Given request: Please render the listing below as a JSON list of strings, one string per line, leaving out blank lines and the pictures.

## start Dataset records

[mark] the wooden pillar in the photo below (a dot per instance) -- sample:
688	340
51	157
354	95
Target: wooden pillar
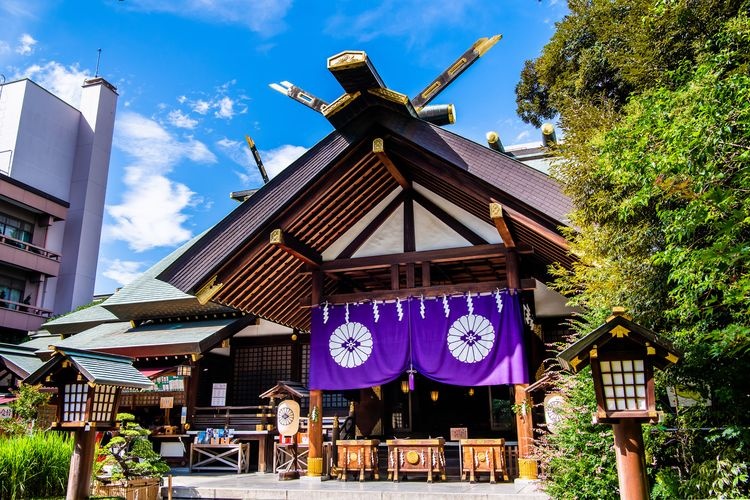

## end Dataset records

Answer for this exercise:
[
  "[mark] the wooden pillar in the photo below (a dot per instance) -- sample:",
  "688\t340",
  "51\t157",
  "354\t95",
  "Target: wooden pillar"
]